Exercise directions
Copy each line in the data that includes the word "Target".

Data for the task

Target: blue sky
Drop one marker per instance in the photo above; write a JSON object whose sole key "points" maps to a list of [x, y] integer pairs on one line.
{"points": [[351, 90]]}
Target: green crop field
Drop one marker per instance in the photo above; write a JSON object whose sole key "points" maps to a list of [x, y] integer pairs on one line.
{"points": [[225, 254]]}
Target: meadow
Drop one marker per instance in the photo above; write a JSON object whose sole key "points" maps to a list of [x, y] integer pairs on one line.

Result below
Target: blue sky
Target: green crop field
Target: meadow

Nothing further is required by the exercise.